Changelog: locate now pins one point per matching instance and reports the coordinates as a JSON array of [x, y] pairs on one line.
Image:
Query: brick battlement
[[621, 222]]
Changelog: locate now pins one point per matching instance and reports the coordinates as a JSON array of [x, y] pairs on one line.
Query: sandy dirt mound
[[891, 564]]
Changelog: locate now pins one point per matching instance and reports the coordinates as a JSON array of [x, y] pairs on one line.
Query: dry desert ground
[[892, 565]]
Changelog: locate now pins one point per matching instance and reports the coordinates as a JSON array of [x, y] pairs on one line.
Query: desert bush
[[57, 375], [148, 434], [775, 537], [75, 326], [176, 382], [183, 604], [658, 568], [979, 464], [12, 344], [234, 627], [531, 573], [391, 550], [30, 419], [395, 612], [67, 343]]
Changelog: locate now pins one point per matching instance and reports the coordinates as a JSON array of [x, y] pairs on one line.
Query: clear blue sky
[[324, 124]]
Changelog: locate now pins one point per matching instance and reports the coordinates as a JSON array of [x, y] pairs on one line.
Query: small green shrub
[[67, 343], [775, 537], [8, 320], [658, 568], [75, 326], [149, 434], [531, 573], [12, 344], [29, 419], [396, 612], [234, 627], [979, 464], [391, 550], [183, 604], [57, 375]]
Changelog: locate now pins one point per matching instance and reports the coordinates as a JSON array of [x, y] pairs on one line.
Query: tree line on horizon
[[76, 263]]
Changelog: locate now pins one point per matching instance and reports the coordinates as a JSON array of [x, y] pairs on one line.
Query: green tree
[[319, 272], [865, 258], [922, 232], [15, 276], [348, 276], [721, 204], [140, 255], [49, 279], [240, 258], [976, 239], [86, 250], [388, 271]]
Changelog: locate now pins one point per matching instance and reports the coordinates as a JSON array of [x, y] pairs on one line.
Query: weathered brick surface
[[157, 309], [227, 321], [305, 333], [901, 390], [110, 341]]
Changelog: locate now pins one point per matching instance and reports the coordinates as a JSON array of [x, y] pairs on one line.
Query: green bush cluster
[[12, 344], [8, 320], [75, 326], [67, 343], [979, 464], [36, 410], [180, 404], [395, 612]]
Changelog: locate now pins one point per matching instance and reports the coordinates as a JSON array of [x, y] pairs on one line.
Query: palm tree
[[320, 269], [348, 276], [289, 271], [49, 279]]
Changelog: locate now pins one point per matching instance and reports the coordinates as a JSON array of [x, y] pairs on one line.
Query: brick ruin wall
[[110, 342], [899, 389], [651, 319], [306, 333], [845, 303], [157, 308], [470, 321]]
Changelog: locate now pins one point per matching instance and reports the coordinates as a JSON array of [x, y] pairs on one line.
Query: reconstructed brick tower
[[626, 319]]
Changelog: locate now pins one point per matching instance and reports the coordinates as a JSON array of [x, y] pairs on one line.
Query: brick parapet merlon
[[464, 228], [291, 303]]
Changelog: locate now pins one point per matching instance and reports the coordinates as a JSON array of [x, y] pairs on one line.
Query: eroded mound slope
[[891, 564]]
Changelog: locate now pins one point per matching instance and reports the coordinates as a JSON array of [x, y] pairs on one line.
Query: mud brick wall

————————

TASK TO CARRY OUT:
What you write must be identical to the material above.

PROBLEM SOLUTION:
Changelog: locate now pins one point per matching instance and reports the coordinates as a JSON array of [x, y] pairs on one line.
Image:
Query: brick battlement
[[621, 222]]
Changelog: locate now pins one point per matching instance and reports the coordinates as a JSON array of [x, y] pairs on one line.
Query: sandy dirt mound
[[891, 564]]
Changelog: locate now pins one point per matching instance and reports the coordinates as a JSON array of [x, y] pairs on one line.
Query: dry desert ground
[[892, 565]]
Changelog: locate now pins one point per matching instance and reports the coordinates as a JSON array of [x, y] pairs on one line.
Query: desert bush
[[57, 375], [148, 434], [775, 537], [75, 326], [176, 382], [183, 604], [658, 568], [979, 464], [12, 344], [234, 627], [531, 573], [391, 550], [30, 419], [395, 612], [67, 343]]
Changelog: locate now pins one point per matching instance and reports the coordinates as a JSON array of [x, y] pairs on one line.
Query: clear blue sky
[[324, 124]]
Changelog: locate now pins one point per matching instance and reports the coordinates as a JSON array of [x, y] pairs on one line.
Query: small green shrub
[[67, 343], [775, 537], [8, 320], [658, 568], [75, 326], [149, 434], [531, 573], [12, 344], [29, 419], [396, 612], [234, 627], [979, 464], [391, 550], [183, 604], [57, 375]]
Changelog: locate now pins one point per matching instance and reports the coordinates as a JSON array of [x, y] pairs on one line.
Query: tree line on horizon
[[76, 263]]
Changelog: locate now pins one point per matching instance and reports the coordinates as a JSON array of [x, y] pairs on one line.
Query: green tree
[[319, 272], [865, 258], [922, 232], [15, 276], [348, 276], [721, 204], [140, 255], [49, 279], [240, 258], [976, 239], [86, 250], [388, 271]]
Changelog: locate now pins one point per matching instance and reports the coordinates as a JSON array of [x, y] pairs on one line.
Query: weathered brick surface
[[157, 309], [227, 321], [305, 333], [901, 390], [110, 341]]
Changelog: locate now pins one point per matching instance and reports the coordinates as a JSON array of [x, y] pairs on one line.
Query: green bush cluster
[[12, 344], [8, 320], [75, 326], [67, 343], [979, 464], [36, 410], [180, 404], [395, 612]]
Changelog: locate now pins one point per matching instance and reports the coordinates as a JSON array of [x, y] pairs on one line.
Query: palm tree
[[320, 269], [348, 276], [289, 271], [49, 279]]
Changelog: locate now pins one point per matching instance and reports the coordinates as a JSON array of [x, y] pairs on one line.
Query: brick ruin wall
[[110, 342], [899, 389], [651, 319], [306, 333], [845, 303], [157, 308], [470, 321]]
Changelog: locate now pins one point per matching instance and reports the coordinates as a JSON array of [x, y] pairs on one line.
Query: reconstructed brick tower
[[626, 319]]
Changelog: locate now pins one point per matching instance and reports the coordinates as a JSON array of [x, y] pairs on one line.
Query: brick parapet merlon
[[464, 228], [291, 303]]
Changelog: locate now pins one point per matching instance and reports the coordinates as a JSON array of [x, y] pairs on one line.
Query: eroded mound slope
[[891, 564]]
Changelog: locate now pins one point per matching instance and reports the coordinates as a JSON array of [x, y] pairs on one line.
Query: mud brick wall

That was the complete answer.